» Requests:
1) List each distinct speed given in miles per hour in the forum thread about speed limits, in the order each first appears.
2) From the forum thread about speed limits, copy word for word the part that begins with the words containing "## iChris93 (Feb" and ends with "30 mph pain.".

» Excerpted passage:
Heh? We have roads up here with limits of 75 mph. Most of the interstates are 70 mph. Moving from Florida, I did not have to adjust my driving when I got here.


----------



## JasonF (Oct 26, 2018)

iChris93 said:


> Heh? We have roads up here with limits of 75 mph. Most of the interstates are 70 mph. Moving from Florida, I did not have to adjust my driving when I got here.


So _you_ were the one who passed me going over 100 mph!

What about the legendary Michigan State Patrol that will make you pay a fine on the side of the road for 1 mph over?


----------



## iChris93 (Feb 3, 2017)

JasonF said:


> So _you_ were the one who passed me going over 100 mph!


Everyone knows you only go 99 mph to avoid the 30 mph pain. 


JasonF said:


> What about the legendary Michigan State Patrol that will make you pay a fine on the side of the road for 1 mph over?

» Data excerpts:
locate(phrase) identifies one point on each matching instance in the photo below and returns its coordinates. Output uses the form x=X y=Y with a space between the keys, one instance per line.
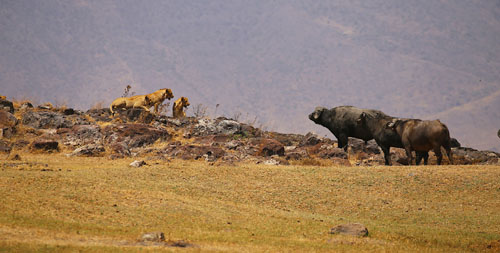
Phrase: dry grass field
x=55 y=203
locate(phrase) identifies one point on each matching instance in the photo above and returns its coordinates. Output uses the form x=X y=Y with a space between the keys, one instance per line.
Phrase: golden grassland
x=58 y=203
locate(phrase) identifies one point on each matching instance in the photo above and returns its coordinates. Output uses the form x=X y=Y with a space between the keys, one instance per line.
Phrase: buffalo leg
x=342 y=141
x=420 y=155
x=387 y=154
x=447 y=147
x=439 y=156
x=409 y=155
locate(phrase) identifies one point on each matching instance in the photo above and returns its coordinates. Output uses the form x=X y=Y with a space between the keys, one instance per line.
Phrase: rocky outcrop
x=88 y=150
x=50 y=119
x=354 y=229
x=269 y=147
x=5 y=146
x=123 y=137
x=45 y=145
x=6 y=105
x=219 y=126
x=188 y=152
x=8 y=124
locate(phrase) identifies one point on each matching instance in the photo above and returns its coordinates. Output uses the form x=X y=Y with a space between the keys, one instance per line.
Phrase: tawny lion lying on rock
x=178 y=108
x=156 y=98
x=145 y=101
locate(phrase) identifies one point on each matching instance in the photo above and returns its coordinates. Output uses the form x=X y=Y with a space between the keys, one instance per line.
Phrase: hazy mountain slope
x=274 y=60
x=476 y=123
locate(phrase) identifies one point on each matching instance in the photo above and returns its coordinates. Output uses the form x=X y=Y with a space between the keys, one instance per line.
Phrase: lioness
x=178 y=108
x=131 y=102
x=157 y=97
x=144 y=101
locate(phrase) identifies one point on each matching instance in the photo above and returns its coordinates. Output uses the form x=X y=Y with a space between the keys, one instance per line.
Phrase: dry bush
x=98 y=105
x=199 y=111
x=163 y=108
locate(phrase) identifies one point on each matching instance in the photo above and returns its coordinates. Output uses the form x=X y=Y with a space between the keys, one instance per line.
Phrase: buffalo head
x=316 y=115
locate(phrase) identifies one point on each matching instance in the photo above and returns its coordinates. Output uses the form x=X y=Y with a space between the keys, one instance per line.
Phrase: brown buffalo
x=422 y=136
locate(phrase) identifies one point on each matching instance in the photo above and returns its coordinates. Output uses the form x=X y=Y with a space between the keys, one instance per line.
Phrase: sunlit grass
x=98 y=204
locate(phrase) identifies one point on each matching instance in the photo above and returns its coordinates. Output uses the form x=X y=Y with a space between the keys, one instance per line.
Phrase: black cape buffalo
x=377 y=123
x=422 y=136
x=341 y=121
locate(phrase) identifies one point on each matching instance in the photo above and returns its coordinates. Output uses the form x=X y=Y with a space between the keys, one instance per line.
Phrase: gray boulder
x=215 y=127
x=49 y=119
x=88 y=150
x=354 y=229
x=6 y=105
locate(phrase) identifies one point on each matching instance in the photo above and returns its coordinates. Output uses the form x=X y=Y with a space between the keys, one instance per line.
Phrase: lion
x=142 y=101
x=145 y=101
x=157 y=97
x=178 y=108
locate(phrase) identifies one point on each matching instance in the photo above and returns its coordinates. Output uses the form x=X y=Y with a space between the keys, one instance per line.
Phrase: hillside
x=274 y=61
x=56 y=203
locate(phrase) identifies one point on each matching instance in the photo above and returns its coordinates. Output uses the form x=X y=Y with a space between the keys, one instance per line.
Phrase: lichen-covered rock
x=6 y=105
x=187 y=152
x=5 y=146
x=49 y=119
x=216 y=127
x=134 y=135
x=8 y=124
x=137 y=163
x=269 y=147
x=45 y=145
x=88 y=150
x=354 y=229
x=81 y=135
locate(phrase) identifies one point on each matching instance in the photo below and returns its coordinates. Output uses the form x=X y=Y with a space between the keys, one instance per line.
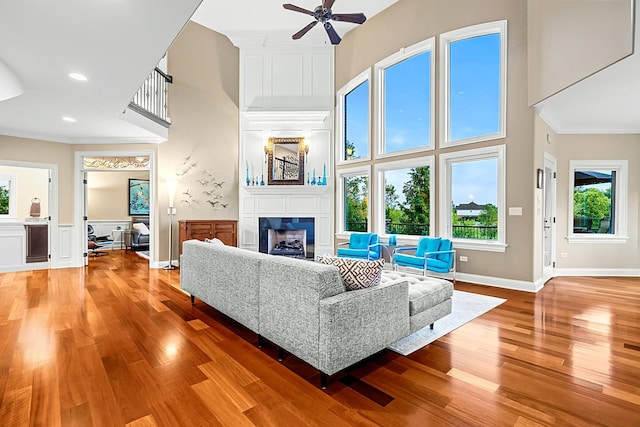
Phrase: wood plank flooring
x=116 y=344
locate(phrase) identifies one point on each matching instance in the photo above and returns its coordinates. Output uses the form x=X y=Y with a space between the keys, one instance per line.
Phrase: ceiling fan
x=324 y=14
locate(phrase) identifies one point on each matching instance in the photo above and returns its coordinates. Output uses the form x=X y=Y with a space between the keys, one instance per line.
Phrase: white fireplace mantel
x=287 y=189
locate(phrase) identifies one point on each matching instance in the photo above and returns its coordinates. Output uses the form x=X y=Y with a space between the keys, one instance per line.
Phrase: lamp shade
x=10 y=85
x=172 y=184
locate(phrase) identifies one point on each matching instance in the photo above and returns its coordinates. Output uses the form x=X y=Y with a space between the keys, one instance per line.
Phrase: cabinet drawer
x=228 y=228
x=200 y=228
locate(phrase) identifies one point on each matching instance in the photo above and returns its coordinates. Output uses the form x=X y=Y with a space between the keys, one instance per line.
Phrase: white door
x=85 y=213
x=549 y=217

==

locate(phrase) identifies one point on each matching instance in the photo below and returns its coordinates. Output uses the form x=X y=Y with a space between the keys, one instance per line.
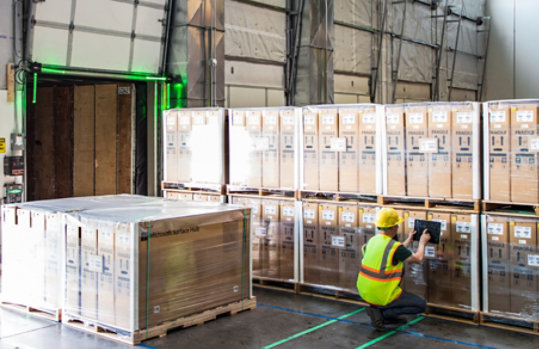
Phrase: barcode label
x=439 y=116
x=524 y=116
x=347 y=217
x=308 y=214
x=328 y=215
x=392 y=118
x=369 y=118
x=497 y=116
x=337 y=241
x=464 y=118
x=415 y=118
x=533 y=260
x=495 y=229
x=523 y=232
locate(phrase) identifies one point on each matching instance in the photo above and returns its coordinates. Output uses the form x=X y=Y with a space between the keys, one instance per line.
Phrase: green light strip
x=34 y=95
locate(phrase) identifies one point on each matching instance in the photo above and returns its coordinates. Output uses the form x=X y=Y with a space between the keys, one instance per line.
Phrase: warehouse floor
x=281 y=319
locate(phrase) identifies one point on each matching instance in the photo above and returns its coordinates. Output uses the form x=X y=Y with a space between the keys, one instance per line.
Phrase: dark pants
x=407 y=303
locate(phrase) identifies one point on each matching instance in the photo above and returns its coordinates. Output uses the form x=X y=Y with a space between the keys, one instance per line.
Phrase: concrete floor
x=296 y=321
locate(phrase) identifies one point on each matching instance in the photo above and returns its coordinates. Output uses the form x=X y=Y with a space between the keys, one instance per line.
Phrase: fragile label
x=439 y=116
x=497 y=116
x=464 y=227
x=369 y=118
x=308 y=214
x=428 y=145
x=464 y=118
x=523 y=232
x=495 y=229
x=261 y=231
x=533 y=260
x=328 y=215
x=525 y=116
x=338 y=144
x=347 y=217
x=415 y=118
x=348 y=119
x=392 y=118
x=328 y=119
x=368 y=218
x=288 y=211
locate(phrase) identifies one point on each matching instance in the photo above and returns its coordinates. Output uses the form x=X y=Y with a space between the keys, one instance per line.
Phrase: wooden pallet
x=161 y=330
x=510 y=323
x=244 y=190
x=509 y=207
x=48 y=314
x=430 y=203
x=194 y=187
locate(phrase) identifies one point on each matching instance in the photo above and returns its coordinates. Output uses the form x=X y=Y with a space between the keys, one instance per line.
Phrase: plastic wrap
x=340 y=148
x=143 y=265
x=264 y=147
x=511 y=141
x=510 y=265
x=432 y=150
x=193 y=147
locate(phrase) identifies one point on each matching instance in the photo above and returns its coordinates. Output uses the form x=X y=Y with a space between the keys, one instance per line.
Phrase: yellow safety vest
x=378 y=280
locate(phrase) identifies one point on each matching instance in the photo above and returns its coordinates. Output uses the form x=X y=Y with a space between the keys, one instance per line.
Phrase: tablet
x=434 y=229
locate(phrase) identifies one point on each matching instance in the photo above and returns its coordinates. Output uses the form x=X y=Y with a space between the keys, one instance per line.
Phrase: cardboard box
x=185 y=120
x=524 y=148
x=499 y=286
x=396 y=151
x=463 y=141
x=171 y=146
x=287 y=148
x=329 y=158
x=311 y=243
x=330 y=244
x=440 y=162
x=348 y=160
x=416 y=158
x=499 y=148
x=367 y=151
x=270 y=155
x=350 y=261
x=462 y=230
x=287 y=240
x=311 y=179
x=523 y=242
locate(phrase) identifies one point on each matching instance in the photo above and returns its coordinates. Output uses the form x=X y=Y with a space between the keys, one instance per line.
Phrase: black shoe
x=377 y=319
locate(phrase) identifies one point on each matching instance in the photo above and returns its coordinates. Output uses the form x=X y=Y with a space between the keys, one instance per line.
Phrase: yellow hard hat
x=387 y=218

» Expected results:
1) 75 mph, 70 mph, 100 mph, 1 mph, 99 mph, 30 mph

2)
## iChris93 (Feb 3, 2017)

JasonF said:


> So _you_ were the one who passed me going over 100 mph!


Everyone knows you only go 99 mph to avoid the 30 mph pain.